Text excerpt:

We can clear up the picture to a degree by combining these metrics. As shown below, the combined metric reveals the small-cap segment is currently more conducive (higher percentile rank) for active management—something to remember as we delve into the performance data.
US active manager performance trends: Growth wins
To ascertain performance trends for active managers, we grouped managers by their Morningstar Category and analyzed performance versus prospectus-stated benchmarks. Next, we needed to define a “good performance trend.” If more than 50% of active managers have outperformed their benchmark and the average excess return is positive, then we consider this an area of the market where active management has performed well in our current environment.
These hurdles would need to be met across all three periods of consideration: Q1, Q2 and 2020 year-to-date. While Q1 saw the drawdown, Q2 saw the rally. If we are to understand if active does well in bear market environments—which have rallies—it’s important to identify the ability to mitigate downturns and also capture the rally from the bottom. We would also like to see a meaningful spread increase in 2020 from 2019, as it pertains to the percentage of managers outperforming. The performance trends are shown below.
Only three categories can be placed into the “good performance trend” camp—and they are all similar: large-cap growth, mid-cap growth and small-cap growth. Performance in these categories has been consistent in both Q1 and Q2, bolstering their “good” qualifications. In each of the three segments, more than 60% of managers outperformed each quarter, and the excess return was positive and meaningfully better than 2019, as shown below.
A positive excess return is not always guaranteed, as outliers can bring it down. We see this in the large-cap value space, where 50% of managers outperformed in Q2 but the average excess return was negative. This is also why it is constructive to examine performance throughout the category to see the magnitude of the poor and good performers. The year-to-date excess returns of the average as well as the quintile 1 and quintile 5 managers (based on the breakpoints, i.e., manager at the 20th and 80th percentile) are shown below to illustrate this.

Excerpted records:

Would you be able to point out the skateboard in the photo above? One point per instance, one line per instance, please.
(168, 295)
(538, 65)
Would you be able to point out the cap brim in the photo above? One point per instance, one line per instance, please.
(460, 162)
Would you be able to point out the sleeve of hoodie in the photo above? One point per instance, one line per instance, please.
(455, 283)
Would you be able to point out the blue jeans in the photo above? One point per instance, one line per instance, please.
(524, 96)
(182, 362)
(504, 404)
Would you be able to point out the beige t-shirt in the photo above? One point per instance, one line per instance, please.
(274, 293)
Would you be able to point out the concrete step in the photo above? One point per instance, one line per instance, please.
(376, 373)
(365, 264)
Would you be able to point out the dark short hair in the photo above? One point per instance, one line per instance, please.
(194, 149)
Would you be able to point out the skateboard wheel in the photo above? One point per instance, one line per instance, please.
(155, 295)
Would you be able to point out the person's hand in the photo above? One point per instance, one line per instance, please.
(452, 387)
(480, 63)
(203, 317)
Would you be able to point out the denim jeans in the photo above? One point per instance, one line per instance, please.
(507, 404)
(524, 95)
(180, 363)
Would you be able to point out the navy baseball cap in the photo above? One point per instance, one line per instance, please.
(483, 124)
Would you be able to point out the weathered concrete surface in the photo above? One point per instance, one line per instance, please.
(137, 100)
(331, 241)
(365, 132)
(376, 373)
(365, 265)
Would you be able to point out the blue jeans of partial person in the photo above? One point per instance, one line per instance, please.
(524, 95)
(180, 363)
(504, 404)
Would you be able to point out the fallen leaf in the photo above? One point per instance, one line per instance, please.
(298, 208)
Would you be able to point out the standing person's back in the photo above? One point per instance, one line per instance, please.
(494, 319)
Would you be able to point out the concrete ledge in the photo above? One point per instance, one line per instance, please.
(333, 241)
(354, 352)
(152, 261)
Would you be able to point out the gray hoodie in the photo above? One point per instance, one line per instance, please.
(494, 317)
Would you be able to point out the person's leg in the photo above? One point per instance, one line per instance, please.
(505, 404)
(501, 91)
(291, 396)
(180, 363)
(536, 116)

Requirement 1:
In the passage on active manager performance, set down the stretch from "US active manager" through "our current environment." word for word.
Requirement 2:
Sum up the passage on active manager performance in two sentences.

Answer 1:
US active manager performance trends: Growth wins
To ascertain performance trends for active managers, we grouped managers by their Morningstar Category and analyzed performance versus prospectus-stated benchmarks. Next, we needed to define a “good performance trend.” If more than 50% of active managers have outperformed their benchmark and the average excess return is positive, then we consider this an area of the market where active management has performed well in our current environment.

Answer 2:
Active managers were grouped by Morningstar Category and judged to have a good performance trend only if more than half beat their benchmark and the average excess return was positive in Q1, Q2 and 2020 year-to-date. Only large-cap, mid-cap and small-cap growth met that bar, with more than 60% of managers outperforming each quarter, while large-cap value shows that outliers can make the average excess return negative even when 50% of managers outperformed.